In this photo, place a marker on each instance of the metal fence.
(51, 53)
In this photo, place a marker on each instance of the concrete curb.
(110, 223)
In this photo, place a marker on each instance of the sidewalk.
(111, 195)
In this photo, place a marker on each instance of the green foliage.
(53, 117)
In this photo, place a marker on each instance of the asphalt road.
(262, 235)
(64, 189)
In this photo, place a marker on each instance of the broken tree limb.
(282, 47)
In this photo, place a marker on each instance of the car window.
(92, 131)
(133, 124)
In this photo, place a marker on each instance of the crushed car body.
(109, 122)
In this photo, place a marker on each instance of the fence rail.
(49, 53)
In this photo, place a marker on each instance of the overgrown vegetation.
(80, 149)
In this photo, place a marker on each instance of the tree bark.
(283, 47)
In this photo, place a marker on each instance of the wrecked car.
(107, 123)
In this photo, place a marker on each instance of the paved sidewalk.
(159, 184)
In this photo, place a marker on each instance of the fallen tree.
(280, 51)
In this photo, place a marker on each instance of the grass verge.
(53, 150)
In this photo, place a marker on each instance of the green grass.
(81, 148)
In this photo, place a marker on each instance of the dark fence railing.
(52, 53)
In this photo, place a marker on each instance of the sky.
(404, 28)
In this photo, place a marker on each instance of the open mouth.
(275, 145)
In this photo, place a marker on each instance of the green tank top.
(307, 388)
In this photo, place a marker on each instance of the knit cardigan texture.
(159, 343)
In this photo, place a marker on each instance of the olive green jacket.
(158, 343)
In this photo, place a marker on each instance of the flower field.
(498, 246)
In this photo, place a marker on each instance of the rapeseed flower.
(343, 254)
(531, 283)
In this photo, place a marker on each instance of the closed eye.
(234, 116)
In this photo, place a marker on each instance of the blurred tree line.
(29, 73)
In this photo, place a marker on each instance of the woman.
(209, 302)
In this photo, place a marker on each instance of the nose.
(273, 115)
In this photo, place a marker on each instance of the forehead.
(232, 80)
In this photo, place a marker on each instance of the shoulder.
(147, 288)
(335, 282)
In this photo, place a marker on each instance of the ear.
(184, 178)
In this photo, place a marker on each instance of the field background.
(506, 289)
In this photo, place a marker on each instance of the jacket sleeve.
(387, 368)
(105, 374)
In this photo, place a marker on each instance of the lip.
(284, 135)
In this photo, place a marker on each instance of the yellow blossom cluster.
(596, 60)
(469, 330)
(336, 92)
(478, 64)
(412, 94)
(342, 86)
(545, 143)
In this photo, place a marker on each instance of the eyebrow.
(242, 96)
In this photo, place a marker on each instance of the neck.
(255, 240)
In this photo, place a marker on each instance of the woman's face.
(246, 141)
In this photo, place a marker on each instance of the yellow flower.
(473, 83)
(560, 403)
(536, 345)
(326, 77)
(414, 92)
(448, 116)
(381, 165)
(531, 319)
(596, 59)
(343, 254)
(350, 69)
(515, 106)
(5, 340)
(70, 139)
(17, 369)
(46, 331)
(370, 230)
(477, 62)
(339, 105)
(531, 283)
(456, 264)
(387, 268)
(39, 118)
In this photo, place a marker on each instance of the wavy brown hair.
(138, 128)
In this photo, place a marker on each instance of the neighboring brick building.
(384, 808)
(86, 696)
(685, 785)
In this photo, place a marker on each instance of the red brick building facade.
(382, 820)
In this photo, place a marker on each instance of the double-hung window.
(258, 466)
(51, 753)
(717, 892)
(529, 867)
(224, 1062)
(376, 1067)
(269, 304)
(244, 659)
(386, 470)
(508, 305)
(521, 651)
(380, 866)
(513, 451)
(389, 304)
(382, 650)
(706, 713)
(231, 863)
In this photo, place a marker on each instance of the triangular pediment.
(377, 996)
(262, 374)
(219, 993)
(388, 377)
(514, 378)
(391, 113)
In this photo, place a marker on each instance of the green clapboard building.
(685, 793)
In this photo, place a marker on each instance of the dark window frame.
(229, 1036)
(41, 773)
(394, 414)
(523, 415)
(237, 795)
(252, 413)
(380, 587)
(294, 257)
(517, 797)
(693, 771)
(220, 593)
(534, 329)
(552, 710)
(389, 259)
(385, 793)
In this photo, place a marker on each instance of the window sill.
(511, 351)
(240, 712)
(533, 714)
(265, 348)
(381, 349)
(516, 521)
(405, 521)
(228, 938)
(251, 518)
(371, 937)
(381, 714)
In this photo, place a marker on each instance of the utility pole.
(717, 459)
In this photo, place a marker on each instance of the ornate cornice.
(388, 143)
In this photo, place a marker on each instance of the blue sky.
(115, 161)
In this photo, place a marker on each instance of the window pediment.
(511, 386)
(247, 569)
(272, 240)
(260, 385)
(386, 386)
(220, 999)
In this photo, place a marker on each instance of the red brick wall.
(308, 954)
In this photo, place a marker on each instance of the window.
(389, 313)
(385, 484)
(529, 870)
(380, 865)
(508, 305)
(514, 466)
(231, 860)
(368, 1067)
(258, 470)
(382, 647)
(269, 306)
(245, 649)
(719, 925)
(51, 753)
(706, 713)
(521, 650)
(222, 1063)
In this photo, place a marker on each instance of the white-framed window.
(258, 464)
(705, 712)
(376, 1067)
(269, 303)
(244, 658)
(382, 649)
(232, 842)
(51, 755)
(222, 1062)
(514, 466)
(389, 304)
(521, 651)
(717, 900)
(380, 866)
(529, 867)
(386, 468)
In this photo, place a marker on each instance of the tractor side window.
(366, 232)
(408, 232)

---+---

Copy exactly the line containing "the utility pole." and every line after it, ending with the last line of the records above.

In this photo, place a marker on each instance of the utility pole.
(717, 459)
In this photo, place a marker on each instance of the ornate cornice.
(388, 143)
In this photo, place a marker on each instance of the blue sky.
(115, 161)
In this photo, place a marker on each instance of the window pediment.
(511, 386)
(247, 569)
(272, 240)
(260, 385)
(386, 386)
(220, 999)
In this photo, place a marker on each instance of the red brick wall.
(308, 954)
In this photo, place a marker on each instance of the window.
(389, 313)
(385, 484)
(529, 870)
(380, 865)
(508, 305)
(514, 466)
(231, 860)
(368, 1067)
(258, 470)
(382, 647)
(269, 306)
(245, 649)
(719, 925)
(51, 753)
(706, 713)
(521, 650)
(222, 1063)
In this photo, place a marker on each instance of the white-framed window.
(258, 464)
(705, 712)
(376, 1067)
(269, 303)
(244, 658)
(382, 649)
(232, 842)
(51, 755)
(222, 1062)
(514, 466)
(389, 304)
(521, 651)
(717, 900)
(380, 866)
(529, 867)
(386, 468)
In this photo, place a marker on each instance of the tractor side window.
(366, 232)
(408, 232)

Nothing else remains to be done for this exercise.